* [Page excerpt]
--------------------------------
Muffins are a popular breakfast or afternoon snack food, which are highly appreciated by consumers due to their good taste and soft texture [1]. Traditionally, a muffin recipe is mainly composed of wheat flour (WF), sugar, vegetal oil, egg, and milk [2]. For this reason, persons with celiac disease (CD) are unable to consume this type of baked product since they are made with WF [1]. In addition, today, there is an increasing number of people interested in wheat-free foods motivated by the desire to avoid wheat in the diet [3]. Most of gluten-free muffin, cake, or cupcake recipes contain rice flour as the principal ingredient [1,3,4,5,6] or other starch sources, such as corn, potato, or wheat [3,7]. However, many gluten-free products available on the market are often of poor technological quality, exhibiting low volume, poor color, and crumbling crumb, besides great variation in the nutrient composition, with low protein and high fat contents [8], particularly when compared to their wheat counterparts [9]. On the other hand, baked muffins are characterized by a typical alveolar-porous structure and high volume, which give a spongy texture. In turn, a muffin batter may well be defined as a “cellular system” [10], in which the continuous semisolid matrix formed by a complex fat-in-water emulsion could be considered a multiphase system containing ungelatinized starch granules, oil droplets, proteins, sucrose, etc.
The United Nations declared 2016 the International Year of Pulses (IYP 2016). The hope of IYP 2016 is to position pulses as primary sources of protein and other essential nutrients, leading to dietary uptake. Chickpea (Cicer arietinum L.) is a legume rich in protein, dietary fiber, carbohydrates, folate and trace minerals (Fe, Mo, Mn) [11]. The functional properties of chickpea protein provided good baking characteristics in gluten-free and wheat breads elaborated with chickpea flour (CF) [12]. Therefore, the use of CF would be a big challenge as alternative to WF in the production of high-quality gluten-free baked muffins. However, to obtain good technological quality, a stable semisolid batter lodging many tiny air bubbles is required [13,14].
Incorporation of hydrocolloids such as gums and proteins from gluten-free sources has been suggested to improve gluten-free muffin quality characteristics [15]. For example, a combination of erythritol with xanthan gum (XG) and double quantities of leavening agent was effective in improving the texture properties of the muffins, reducing their hardness, which this was associated with a significant increase in batter air content and in muffin height, volume, and number of bubbles in comparison with the employment of erythritol alone [14].
Modeling aspects of food processing can contribute for the improvement of the food industry. However, there is a necessity of mathematical modeling in the food processing operations to achieve sustainable processing industry. Baking is a decisive stage in the production of bakery products, in general—muffins, in particular—for most of the quality attributes of the final products depend on it [16]. The authors just cited established the kinetics of muffin crust color development during baking in order to evaluate the feasibility of this kinetic model to predict the baking times.
--------------------------------
* [Problem set]
A: Answer each question using the passage on gluten-free muffins:
(i) Which flour serves as the principal ingredient in most gluten-free muffin, cake, or cupcake recipes?
(ii) Which year did the United Nations declare the International Year of Pulses?
(iii) With what was erythritol combined to improve the texture properties of the muffins?
B: Continue the passage on gluten-free muffins, beginning after its final sentence.
The lines placed after this passage play no role in any of this.

* [Given data]
--------------------------------
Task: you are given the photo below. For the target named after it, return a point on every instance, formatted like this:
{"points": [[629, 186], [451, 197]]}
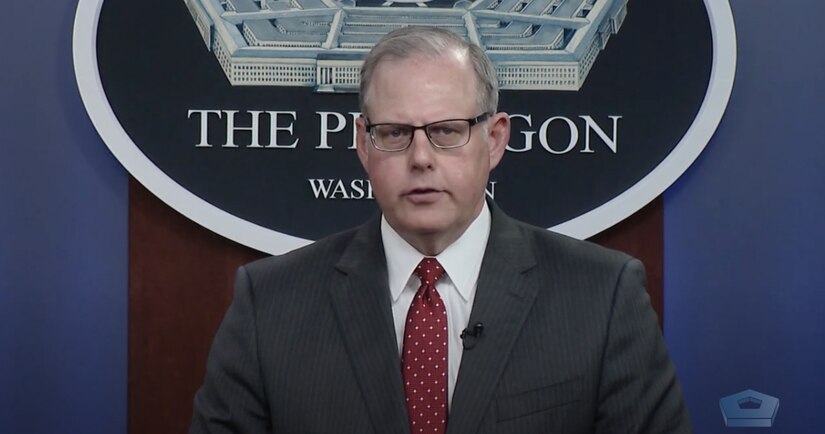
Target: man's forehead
{"points": [[455, 55]]}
--------------------------------
* [Your responses]
A:
(i) Rice flour.
(ii) 2016.
(iii) Xanthan gum and double quantities of leavening agent.

B:
To investigate the structural changes taking place in different muffin batters during heating in the oven, the linear viscoelastic properties can be studied during non-isothermal heating (temperature sweep), trying to simulate the batter’s behavior in the oven [13,14,17,18]. Both rheology and differential scanning calorimetry (DSC) provide information at physical and macroscopic levels indicating changes associated with gelatinization or denaturation processes [19]. However, sometimes DSC measurement is not able to detect gelatinization temperature by providing required endothermic curve [20]. On the other hand, rheometric measurement (small amplitude oscillatory shear (SAOS) measurement) has been found to be more precise to detect gelatinization temperature during non-isothermal heating than DSC, providing more authentic information on gelatinization and also reaction kinetics of gelatinization process [20,21,22].
The reaction kinetics in food systems have commonly been studied under isothermal heating conditions. However, the isothermal process has some practical limitations, especially when dealing with samples that are difficult to heat instantaneously to testing temperatures [22]. Some studies have been published for different food systems on these kinetic approaches under non-isothermal conditions [20,21,22,23,24,25], which allows parameter estimation from a single experiment where temperature is varied over the range of interest, and samples are taken at various intervals. Therefore, it would be interesting to study the influence of non-isothermal heating on muffin batter rheology. Such studies with SAOS measurement techniques in the linear viscoelastic range would provide a broader insight to the gelatinization kinetics. The order of reaction (n) and the energy required to achieve gelatinization (activation energy, Ea) can be calculated from thermorheological data. These studies could provide a good insight into gelatinization and gelling mechanisms of muffin batters, as well as useful data for potential replacement of WF with CF in gluten-free muffin formulation.
The objective of this work was to evaluate and model the non-isothermal gelatinization kinetics of CF-based gluten-free muffin batters with and without added biopolymers by a rheological approach, with a view to providing kinetic parameters that could contribute to effective total replacement of WF in muffin formulation.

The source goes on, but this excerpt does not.